• _Предоставленный текст_
«Подержите
От медбрата широкого профиля до кандидата медицинских наук и врача-невролога. Врач Александр Алехин — о ночных дежурствах в самом тяжелом отделении больницы, курьезных случаях и буднях медработника.

Александр Алехин

«Медбратом? К нам?»

У меня не было классической детской мечты стать космонавтом или милиционером. Зато в девятом классе я сдружился с новым учителем биологии. Он-то и посоветовал поступать в медучилище: «Знания и практика лишними не будут, приобретешь специальность. Если медицина не твое, не жалко потратить три года, а не шесть институтских лет». 

Когда учился в Российском республиканском медучилище, с практикой в больницах Управделами президента, убедился, что медицина очень даже мое. Решил продолжить. К третьему курсу, а поступил я на педиатрический факультет Российского государственного медицинского университета, желание «пощупать» реальную профессию настолько окрепло, что однажды я оказался в отделе кадров городской больницы № 68.

«Медбратом? Дежурить? К нам? — с энтузиазмом восприняли мое намерение. — Прекрасно!» Я тоже воодушевился, вспоминая о больших, чистых, хорошо оборудованных больницах, где проходил практику. «Ставки есть только в отделении неврологии. Работа тяжелая. Пойдете?» Смутно представляя, что такое неврология, кажется, что-то про остеохондроз, выпалил: «Пойду. Оформляйте!»

Реальность ощутил уже на первом этаже корпуса. Само отделение было на четвертом. Запах!

Тот классический запах лежачих пациентов вперемешку с ароматами лекарств и какой-то больничной еды. Когда оказался в кабинете старшей медсестры, которая начала подробный инструктаж того, что я должен сделать, написать, подсчитать, отвезти, уколоть, намазать, подготовить и помыть за ночную смену, слушал я ее вполуха. О, этот запах! Неврология, оказывается, вот что, а не только остеохондроз.

• _Что нужно сделать_
1. В каком отделении больницы, согласно рассказу о работе медбратом, были свободные ставки?
2. Пожалуйста, продолжите рассказ о работе медбратом сразу после его последнего предложения.
Строки ниже не понадобятся.

Сохранённые записи данных
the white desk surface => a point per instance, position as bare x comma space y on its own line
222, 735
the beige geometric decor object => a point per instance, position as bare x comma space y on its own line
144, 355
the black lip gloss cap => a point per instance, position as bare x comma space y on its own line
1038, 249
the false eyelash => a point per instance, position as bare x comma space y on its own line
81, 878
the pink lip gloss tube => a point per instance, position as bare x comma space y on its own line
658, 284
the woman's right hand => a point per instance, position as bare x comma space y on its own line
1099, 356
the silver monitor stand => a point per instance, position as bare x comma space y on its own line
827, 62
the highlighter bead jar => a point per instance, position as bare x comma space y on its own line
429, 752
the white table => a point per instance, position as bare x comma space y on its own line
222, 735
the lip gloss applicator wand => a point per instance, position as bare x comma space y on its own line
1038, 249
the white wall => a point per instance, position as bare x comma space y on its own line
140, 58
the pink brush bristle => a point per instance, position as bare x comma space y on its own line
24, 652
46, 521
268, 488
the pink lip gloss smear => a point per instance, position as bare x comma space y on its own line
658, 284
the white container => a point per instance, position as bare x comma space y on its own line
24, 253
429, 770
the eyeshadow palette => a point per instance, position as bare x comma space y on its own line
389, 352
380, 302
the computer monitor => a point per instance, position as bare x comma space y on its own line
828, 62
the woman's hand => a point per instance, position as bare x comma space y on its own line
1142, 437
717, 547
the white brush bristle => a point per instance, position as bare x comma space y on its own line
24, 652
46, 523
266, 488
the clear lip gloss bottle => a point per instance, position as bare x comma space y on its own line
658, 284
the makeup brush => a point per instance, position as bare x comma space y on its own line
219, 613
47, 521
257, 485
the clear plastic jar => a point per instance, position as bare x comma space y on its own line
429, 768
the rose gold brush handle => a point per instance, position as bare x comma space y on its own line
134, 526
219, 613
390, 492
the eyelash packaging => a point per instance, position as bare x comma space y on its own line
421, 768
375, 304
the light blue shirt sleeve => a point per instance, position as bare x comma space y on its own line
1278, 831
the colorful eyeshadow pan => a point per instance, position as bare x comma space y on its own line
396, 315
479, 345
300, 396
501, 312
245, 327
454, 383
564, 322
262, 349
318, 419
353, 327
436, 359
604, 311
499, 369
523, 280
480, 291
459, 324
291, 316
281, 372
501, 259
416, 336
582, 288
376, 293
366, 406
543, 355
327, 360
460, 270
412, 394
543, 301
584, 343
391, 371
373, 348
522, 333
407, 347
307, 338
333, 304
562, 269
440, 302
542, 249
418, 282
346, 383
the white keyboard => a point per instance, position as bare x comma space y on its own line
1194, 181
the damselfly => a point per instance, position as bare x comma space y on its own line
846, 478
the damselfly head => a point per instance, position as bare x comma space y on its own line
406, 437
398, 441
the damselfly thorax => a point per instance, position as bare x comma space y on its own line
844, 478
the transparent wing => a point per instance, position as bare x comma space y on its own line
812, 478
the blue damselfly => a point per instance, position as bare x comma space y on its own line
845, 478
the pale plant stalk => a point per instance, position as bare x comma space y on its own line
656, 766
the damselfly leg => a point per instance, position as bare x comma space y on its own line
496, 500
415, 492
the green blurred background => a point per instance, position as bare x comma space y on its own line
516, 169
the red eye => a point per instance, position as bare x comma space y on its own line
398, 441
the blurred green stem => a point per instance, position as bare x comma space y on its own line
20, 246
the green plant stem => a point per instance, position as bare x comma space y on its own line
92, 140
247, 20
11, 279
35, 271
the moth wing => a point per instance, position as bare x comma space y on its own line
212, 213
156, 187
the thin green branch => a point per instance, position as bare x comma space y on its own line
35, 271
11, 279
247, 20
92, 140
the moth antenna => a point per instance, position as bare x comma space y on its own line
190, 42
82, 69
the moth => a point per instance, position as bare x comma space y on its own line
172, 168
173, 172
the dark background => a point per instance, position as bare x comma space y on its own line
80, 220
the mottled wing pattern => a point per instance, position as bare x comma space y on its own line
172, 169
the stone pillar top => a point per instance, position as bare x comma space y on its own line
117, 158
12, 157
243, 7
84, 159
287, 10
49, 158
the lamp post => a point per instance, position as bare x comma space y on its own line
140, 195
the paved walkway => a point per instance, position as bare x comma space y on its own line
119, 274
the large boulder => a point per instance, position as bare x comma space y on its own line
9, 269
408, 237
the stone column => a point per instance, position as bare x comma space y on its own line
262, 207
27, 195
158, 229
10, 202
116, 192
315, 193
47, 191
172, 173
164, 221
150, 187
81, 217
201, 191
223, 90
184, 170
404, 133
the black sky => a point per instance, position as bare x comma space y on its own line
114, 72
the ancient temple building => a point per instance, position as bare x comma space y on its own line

• _Ответы к заданиям_
1. Только в отделении неврологии.

2.
4 медсестры на 50 лежачих

Нервные болезни — обширная группа заболеваний, от боли в спине и голове до паралича лицевых нервов, конечностей, эпилепсии, болезни Паркинсона и инсульта. К нам попадали пациенты, которых трудно или невозможно лечить в домашних условиях. 99% из них были тяжелые лежачие с парализацией. Все маломобильны и нуждались в посторонней помощи, начиная с простейших гигиенических процедур (умыться, побриться, сходить в туалет на судно), заканчивая транспортировкой (на кровати или на кресле-каталке) на многочисленные обследования и лечебные процедуры, раскиданные по самым разным концам большого больничного комплекса. 

Перестилание постелей, переодевание лежачих, капельницы, уколы, раздача таблеток — все это ложилось на плечи среднего медперсонала. В нашем отделении было 50–80 тяжелых лежачих и четыре медсестры и три санитарки днем, ночью — две медсестры, а санитарок — ну, как повезет. 

Понятно, когда в отделении живут лежа несколько десятков человек, проблемы возникают во всем. И помыться (в лучшем случае это гигиеническое обтирание или подмывание, когда дойдет очередь), и сходить в туалет (на судно, а чаще, при проблемах недержания или, если человек без сознания, то классически — под себя). В 90-е памперсы для взрослых и впитывающие простыни были в новинку, доступны далеко не всем. Летом жара, больные сильно потеют, а роскошь кондиционера, да даже жалюзи на окно, была недоступна. К этому прибавлялись хлорсодержащие растворы для дезинфекции. Тогда-то на опыте я узнал, почему запахи в лежачих отделениях — притча во языцех.

Первое дежурство помню смутно. Обилие новой практической и теоретической информации зашкаливало. Благодаря медсестрам, которые, посмеиваясь над моим «большим» опытом в ЦКБ, терпеливо объясняли, что к чему, я справился.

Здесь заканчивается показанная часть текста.